## Exercise requirements
a - Decide whether each of the following statements agrees with the report on the fertilizer gas cess cut. For each, answer yes or no and quote the deciding words from the report. (i) The Economic Coordination Committee reduced the GIDC on the fertilizer sector from Rs405 a bag to Rs5. (ii) The government expects all manufacturers to lower their prices by Rs500 per bag. (iii) The Engro Fertiliser executive spoke on the record under his own name.
b - Set down, word for word, the part of the report on the fertilizer gas cess cut that opens with the words containing "Don't expect uniform" and closes with "spiking input costs.".
c - Supply the next part of the report on the fertilizer gas cess cut, beginning after its final sentence.

[BEGIN Extract provided]

Don't expect uniform cut, fertiliser makers warn govt after GIDC waiver.

Byline: Nasir Jamal

LAHORE -- The government's efforts for an across-the-board reduction in urea prices could face resistance from some manufacturers as the impact of cuts in Gas Infrastructure Development Cess (GIDC) on industry's cost of production will vary from company to company.

The Economic Coordination Committee (ECC) on Monday slashed the GIDC on fertiliser sector by almost 99 per cent ie from Rs405 a bag to Rs5 with a view of providing relief to farmers reeling under spiking input costs.

The government expects all manufacturers to uniformly revise their prices down by Rs400 per bag after the GIDC cut.

However, a senior Engro Fertiliser executive told Dawn that they would not be able to meet government's expectations.

'We surely will fully pass on the projected reduction in our cost to farmers but you shouldn't expect us to pay the subsidy from our pockets,' he said on the condition of anonymity.

[END Extract provided]
[BEGIN Extracted material]

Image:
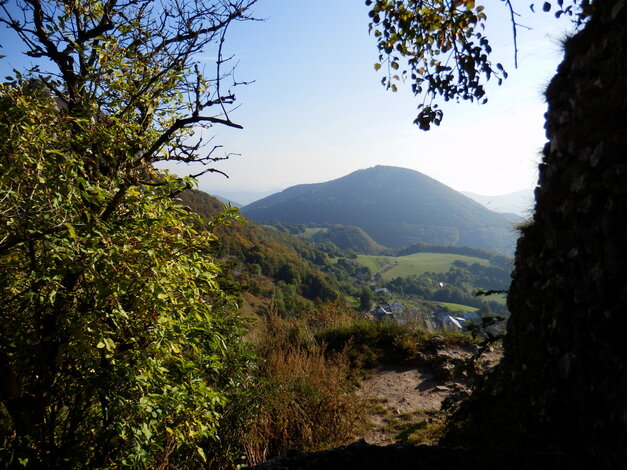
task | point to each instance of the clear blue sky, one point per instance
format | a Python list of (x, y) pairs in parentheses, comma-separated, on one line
[(317, 110)]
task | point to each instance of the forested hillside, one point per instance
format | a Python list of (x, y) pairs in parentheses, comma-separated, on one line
[(394, 206)]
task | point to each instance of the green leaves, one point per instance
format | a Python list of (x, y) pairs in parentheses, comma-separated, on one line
[(438, 46)]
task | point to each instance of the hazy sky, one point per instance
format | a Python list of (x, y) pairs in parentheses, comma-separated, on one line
[(317, 110)]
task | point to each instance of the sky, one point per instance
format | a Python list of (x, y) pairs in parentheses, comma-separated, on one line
[(317, 111)]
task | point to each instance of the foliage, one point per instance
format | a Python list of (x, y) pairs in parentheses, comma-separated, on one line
[(439, 46), (394, 206), (115, 335), (305, 396)]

[END Extracted material]

## Responses in order
a -
(i) Yes: "slashed the GIDC on fertiliser sector by almost 99 per cent ie from Rs405 a bag to Rs5"
(ii) No: "The government expects all manufacturers to uniformly revise their prices down by Rs400 per bag after the GIDC cut."
(iii) No: "he said on the condition of anonymity."

b -
Don't expect uniform cut, fertiliser makers warn govt after GIDC waiver.

Byline: Nasir Jamal

LAHORE -- The government's efforts for an across-the-board reduction in urea prices could face resistance from some manufacturers as the impact of cuts in Gas Infrastructure Development Cess (GIDC) on industry's cost of production will vary from company to company.

The Economic Coordination Committee (ECC) on Monday slashed the GIDC on fertiliser sector by almost 99 per cent ie from Rs405 a bag to Rs5 with a view of providing relief to farmers reeling under spiking input costs.

c -
The urea prices in the last year alone have increased from an average of Rs1,600 per bag to about Rs2,000, according to a BMA Capital analyst.

The industry sources said the price had risen from Rs1,800-1,850 level owing to increase in gas tariffs announced during the year.

Analyst Yusuf Rahman told Dawn on Tuesday that reduction in the GIDC would decrease cost of urea producers from Rs412 a bag to Rs38. But the impact varies from firm to firm due to three different types of feed gas tariffs.

Yusuf said the plants on concessionary feed gas had in the past shown much higher earnings than rest of the industry on account of concessionary gas rates and GIDC waiver.

He was of the view the uniform price reduction of Rs400 per bag will severely affect their earnings in 2020.

The fuel gas, however, is provided at the same rate of Rs150/mmBtu.

The GIDC reduction for companies like Fauji Fertiliser getting feed gas at Rs300/mmBtu will help lower their cost by...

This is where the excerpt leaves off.